§ **Records provided**:
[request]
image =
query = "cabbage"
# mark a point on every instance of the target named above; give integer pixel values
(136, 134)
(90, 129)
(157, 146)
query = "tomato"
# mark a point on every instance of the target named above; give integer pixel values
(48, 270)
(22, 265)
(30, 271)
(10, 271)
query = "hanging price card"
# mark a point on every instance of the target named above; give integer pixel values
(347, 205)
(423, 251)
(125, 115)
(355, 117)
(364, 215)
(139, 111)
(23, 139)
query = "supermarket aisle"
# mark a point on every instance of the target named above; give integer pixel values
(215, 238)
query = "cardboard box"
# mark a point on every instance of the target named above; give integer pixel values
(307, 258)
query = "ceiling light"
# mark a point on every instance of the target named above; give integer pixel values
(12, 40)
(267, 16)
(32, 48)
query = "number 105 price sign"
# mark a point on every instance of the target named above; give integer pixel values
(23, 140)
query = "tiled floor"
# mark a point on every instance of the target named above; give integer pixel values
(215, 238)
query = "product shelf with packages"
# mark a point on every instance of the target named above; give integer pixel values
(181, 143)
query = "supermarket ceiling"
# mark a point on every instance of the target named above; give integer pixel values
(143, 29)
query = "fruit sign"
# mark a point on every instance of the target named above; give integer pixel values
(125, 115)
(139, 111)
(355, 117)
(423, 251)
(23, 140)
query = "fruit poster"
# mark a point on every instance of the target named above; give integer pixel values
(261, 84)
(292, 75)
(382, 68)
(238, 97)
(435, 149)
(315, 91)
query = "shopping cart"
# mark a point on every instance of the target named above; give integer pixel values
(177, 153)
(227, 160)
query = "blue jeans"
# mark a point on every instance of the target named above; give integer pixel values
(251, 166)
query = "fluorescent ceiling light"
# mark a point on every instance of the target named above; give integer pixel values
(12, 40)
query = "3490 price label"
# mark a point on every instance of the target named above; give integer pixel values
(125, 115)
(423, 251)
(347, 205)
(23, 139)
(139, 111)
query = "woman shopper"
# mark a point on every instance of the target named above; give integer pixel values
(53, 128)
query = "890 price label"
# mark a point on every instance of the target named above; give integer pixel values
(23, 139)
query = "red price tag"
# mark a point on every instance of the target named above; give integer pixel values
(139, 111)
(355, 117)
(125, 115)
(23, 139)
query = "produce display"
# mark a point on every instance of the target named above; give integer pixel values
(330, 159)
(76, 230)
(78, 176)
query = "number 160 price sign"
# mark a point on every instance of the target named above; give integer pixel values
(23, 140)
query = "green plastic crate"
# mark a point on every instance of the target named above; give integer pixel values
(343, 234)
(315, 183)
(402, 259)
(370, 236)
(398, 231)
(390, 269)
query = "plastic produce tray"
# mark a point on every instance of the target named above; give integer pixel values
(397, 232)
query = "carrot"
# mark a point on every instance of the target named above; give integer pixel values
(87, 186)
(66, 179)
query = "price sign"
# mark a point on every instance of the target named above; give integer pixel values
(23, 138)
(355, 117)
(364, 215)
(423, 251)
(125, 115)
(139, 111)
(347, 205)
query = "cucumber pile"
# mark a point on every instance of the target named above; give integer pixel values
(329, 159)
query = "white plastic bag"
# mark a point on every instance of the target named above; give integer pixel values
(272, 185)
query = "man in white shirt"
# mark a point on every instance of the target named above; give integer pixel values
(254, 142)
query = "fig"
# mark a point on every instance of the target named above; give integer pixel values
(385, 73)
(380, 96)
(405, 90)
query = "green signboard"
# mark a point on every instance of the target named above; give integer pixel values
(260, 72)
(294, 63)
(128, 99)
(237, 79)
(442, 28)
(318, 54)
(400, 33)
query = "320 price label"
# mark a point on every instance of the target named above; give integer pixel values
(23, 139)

§ **Exercise description**: Each entry above is to be set down again in exactly the same words.

§ **Solution below**:
[request]
image =
query = "cabbage"
# mark a point on every instance of the target named above; give integer pixel values
(136, 134)
(90, 129)
(157, 146)
query = "tomato"
# mark a point on every instance of the target named above; give integer pixel values
(48, 270)
(22, 265)
(30, 271)
(10, 271)
query = "hanging price card"
# mark a point on every instance of the target named above; give integer pixel values
(347, 205)
(423, 251)
(125, 115)
(355, 117)
(364, 215)
(139, 111)
(23, 139)
query = "supermarket aisle"
# mark a point on every instance of the target named above; give integer pixel values
(215, 238)
query = "cardboard box"
# mark a point on every instance of the target named above; give integer pixel values
(307, 258)
query = "ceiling light"
# mark a point on every instance of the target named above; give integer pixel values
(12, 40)
(267, 16)
(32, 48)
query = "number 105 price sign"
# mark a point on every instance of the target named above; give integer pixel values
(23, 140)
query = "tiled floor"
# mark a point on every instance of the target named above; give integer pixel values
(215, 238)
query = "product shelf with packages"
# mark a point on every instance of the target named above; give integer pixel values
(181, 143)
query = "supermarket ceiling"
# mark a point on every instance of the target named above; give integer pixel values
(143, 29)
query = "fruit sign"
# mark a point on every instance of the target named above; give integer pixel values
(125, 115)
(139, 111)
(355, 117)
(423, 251)
(23, 140)
query = "fruit poster"
# mark a point on every instance of the target named above; give integer pixel values
(261, 84)
(292, 75)
(382, 68)
(238, 97)
(435, 149)
(315, 91)
query = "shopping cart"
# mark a point on every instance of the target named above; give integer pixel values
(177, 153)
(227, 160)
query = "blue jeans"
# mark a point on every instance of the target named above; give integer pixel values
(251, 166)
query = "fluorescent ceiling light"
# mark a point on every instance of the target named above; give integer pixel values
(12, 40)
query = "3490 price label"
# mark a point on every instance of the target named above; give integer pixel values
(125, 115)
(423, 251)
(347, 205)
(23, 139)
(139, 111)
query = "woman shopper"
# mark a point on every instance of the target named above; give integer pixel values
(53, 128)
query = "890 price label"
# mark a point on every instance of the target named above; give integer pixel values
(23, 139)
query = "red price tag"
# mark a point on every instance of the target named above; give integer pixel values
(139, 111)
(355, 117)
(125, 115)
(23, 139)
query = "produce display"
# mark a point on every instance of the target named above; give integer pixel values
(330, 159)
(76, 230)
(78, 176)
query = "number 160 price sign"
# mark a point on every instance of the target named above; give integer pixel values
(23, 140)
query = "green plastic crate"
# mark a point on every instance of the target named above; give integer pixel values
(343, 234)
(315, 183)
(402, 259)
(370, 236)
(398, 231)
(390, 269)
query = "plastic produce tray"
# mark a point on every instance of the target named above; give integer pixel values
(397, 232)
query = "carrot"
# mark a point on every instance of the target named above; give integer pixel values
(87, 186)
(66, 179)
query = "price sign"
# mark a point on every instance of the target named above; give integer pixel values
(23, 138)
(355, 117)
(364, 215)
(423, 251)
(125, 115)
(139, 111)
(347, 205)
query = "cucumber pile"
# mark a point on every instance of the target named above; give integer pixel values
(329, 159)
query = "white plastic bag"
# mark a point on every instance of the target named above; give integer pixel values
(272, 185)
query = "man in white shirt"
# mark a point on every instance of the target named above; give integer pixel values
(254, 142)
query = "fig"
# mark a point on every instance of the target named above; give integer pixel values
(385, 73)
(380, 96)
(405, 90)
query = "green signboard"
# mark a point on every instance of the target named above; give integer pixel values
(260, 72)
(294, 63)
(128, 99)
(237, 79)
(442, 28)
(318, 54)
(400, 33)
query = "320 price label"
# mark a point on every instance of the target named above; give integer pixel values
(23, 139)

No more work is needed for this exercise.